* _WHAT YOU SHOULD DO_: Copy the court opinion from the words "The record in" through "were properly refused.", swapping "trial court" for "lower court".

[BEGIN PAGE TEXT]

Opinion
No. 9412
Opinion Filed July 30, 1918.
1. Fraud — Circumstantial Evidence.
Circumstantial evidence to show fraud is oftentimes admissible as a whole, although some of the circumstances considered separately would be incompetent. The whole transaction involving the alleged fraud may be given in evidence.
2. Corporations — Action on Notes for Stock — Fraud — Evidence.
The record in this case examined, and it is held that the action of the trial court in permitting the introduction of circulars and other literature forwarded by the corporation to its stockholders and prospective patrons, in which the stock involved in this action was issued, where the same was signed by the president of the plaintiff in error as a director of said corporation, were competent evidence, and the trial court committed no error in allowing the same to be introduced.
3. Appeal and Error — Bills and Notes — Trial — Action on Notes — Instructions.
The instructions of the court examined, and the same were more favorable to the plaintiff in error than it was entitled to receive, and the instructions offered were properly refused.
(Syllabus by Hooker, C.)Error from District Court, Caddo County; Cham Jones, Judge.
Suit by the Mangold Glandt Bank against W.T. Utterback. Judgment for defendant, and plaintiff brings error. Affirmed.
See, also, 54 Okla. 655, 160 P. 713, L. R. A. 1917B, 364.
Randall U. Livesay, for plaintiff in error.
A.J. Morris, for defendant in error.
The facts here are as follows: The plaintiff in error is a banking institution organized under the laws of the state of Nebraska, and has been engaged as such for 10 years or more prior to the institution of this suit. About September 1, 1911, the Denver-Laramie Realty Company and the Colorado-Wyoming Coal Company, which were subsidiary corporations to the Northwestern Land Iron Company, sold, delivered, and Indorsed four certain promissory notes to the bank, and in order to secure the payment of the aforesaid notes said companies deposited as collateral security the two notes involved here, which had been executed on August 14, 1911, by the defendant in error, and which were due on December 14, 1911, to the Northwestern Land Iron Company, and which had been indorsed by said company to its subsidiary corporations. Suit was filed alleging these facts, nonpayment of the notes and assignment before maturity without notice, etc., and Utterback answered, denying the material allegations of the petition, and especially denied the ownership of the notes sued upon, and denied that the bank acquired the same before maturity for a valuable consideration, in due course and without notice, and alleged the fact to be that, whatever interest the bank had in said notes, the same was taken with knowledge of the defense set up in said answer.
Utterback further admitted the execution of the notes, but alleged that the only consideration therefor was the promise of the Denver-Laramie Realty Company, the Colerado-Wyoming Coal Company, and the Northwestern Land Iron Company, which were companion companies, to issue and deliver to him certain shares or certificates of stock in said companies, and that the same had been procured from him by reason of false representations which he had relied upon, and, relying thereupon, had executed said notes and delivered the same to said companies; that said representations were fraudulent and false, made for the purpose of deceiving him, and did deceive him and that by reason thereof said notes were void, and further alleged that the bank purchased the same with full knowledge of the facts, and was not an innocent purchaser, and held the notes subject to any defense which he had as against the original payee therein named.

[END PAGE TEXT]
[BEGIN DATASET RECORDS]

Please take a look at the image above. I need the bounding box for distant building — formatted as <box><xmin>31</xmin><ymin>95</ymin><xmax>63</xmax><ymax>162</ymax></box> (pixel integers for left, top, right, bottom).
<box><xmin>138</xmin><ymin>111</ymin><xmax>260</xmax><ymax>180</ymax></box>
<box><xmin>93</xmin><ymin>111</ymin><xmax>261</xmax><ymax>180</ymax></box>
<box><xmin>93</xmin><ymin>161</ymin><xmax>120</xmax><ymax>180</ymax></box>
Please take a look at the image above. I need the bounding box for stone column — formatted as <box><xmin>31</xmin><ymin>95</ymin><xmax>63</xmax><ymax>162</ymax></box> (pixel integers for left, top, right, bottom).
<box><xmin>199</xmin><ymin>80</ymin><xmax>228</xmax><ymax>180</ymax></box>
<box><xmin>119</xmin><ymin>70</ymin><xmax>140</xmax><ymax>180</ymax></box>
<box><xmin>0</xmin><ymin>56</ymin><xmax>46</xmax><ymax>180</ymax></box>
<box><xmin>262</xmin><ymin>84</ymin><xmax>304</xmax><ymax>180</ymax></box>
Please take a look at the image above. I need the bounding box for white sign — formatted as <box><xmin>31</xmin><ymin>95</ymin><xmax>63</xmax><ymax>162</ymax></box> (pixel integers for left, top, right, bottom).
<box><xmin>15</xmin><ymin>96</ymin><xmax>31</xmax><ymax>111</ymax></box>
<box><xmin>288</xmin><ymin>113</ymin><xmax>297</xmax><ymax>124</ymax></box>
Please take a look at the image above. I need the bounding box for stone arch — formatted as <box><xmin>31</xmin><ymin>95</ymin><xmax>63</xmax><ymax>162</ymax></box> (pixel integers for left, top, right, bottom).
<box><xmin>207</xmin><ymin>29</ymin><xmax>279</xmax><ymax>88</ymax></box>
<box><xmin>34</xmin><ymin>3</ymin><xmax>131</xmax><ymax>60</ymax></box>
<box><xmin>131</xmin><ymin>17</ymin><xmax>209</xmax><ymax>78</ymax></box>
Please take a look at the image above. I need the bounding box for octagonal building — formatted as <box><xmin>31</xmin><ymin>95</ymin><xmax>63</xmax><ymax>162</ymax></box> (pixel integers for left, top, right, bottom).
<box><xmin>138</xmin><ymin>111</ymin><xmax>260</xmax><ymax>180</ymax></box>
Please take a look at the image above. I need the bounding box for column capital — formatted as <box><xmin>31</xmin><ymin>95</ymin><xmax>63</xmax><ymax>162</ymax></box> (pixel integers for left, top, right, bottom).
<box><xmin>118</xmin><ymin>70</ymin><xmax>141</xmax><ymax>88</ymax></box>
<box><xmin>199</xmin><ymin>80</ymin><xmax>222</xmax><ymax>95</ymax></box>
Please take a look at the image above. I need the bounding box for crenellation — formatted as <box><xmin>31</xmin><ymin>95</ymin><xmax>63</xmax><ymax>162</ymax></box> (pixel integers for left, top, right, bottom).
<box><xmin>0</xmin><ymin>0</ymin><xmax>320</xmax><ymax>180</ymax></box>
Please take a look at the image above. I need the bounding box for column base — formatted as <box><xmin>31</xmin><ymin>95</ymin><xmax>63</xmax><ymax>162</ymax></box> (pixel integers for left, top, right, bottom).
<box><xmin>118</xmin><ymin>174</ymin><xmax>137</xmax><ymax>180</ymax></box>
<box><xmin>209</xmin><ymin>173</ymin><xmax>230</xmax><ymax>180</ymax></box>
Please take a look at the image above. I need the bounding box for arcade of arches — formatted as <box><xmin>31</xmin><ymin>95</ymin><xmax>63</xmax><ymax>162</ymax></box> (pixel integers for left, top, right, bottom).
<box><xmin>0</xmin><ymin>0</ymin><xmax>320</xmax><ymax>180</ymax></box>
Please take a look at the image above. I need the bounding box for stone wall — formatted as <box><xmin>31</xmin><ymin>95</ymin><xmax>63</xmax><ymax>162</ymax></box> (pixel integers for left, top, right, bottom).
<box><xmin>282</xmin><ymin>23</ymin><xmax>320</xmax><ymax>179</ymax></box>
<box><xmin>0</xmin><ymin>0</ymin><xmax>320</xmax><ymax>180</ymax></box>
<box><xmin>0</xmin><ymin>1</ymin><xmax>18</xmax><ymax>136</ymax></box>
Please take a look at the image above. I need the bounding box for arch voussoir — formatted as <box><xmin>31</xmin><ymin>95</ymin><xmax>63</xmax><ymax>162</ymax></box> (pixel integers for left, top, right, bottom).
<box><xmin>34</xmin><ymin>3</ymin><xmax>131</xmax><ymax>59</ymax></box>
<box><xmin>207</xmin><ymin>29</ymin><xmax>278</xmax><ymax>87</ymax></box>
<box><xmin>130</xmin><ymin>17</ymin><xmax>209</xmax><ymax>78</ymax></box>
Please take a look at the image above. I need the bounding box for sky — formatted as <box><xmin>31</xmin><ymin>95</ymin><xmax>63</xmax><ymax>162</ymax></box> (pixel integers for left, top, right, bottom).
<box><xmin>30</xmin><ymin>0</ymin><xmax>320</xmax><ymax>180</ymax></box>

[END DATASET RECORDS]

* _RESULT_:
The record in this case examined, and it is held that the action of the lower court in permitting the introduction of circulars and other literature forwarded by the corporation to its stockholders and prospective patrons, in which the stock involved in this action was issued, where the same was signed by the president of the plaintiff in error as a director of said corporation, were competent evidence, and the lower court committed no error in allowing the same to be introduced.
3. Appeal and Error — Bills and Notes — Trial — Action on Notes — Instructions.
The instructions of the court examined, and the same were more favorable to the plaintiff in error than it was entitled to receive, and the instructions offered were properly refused.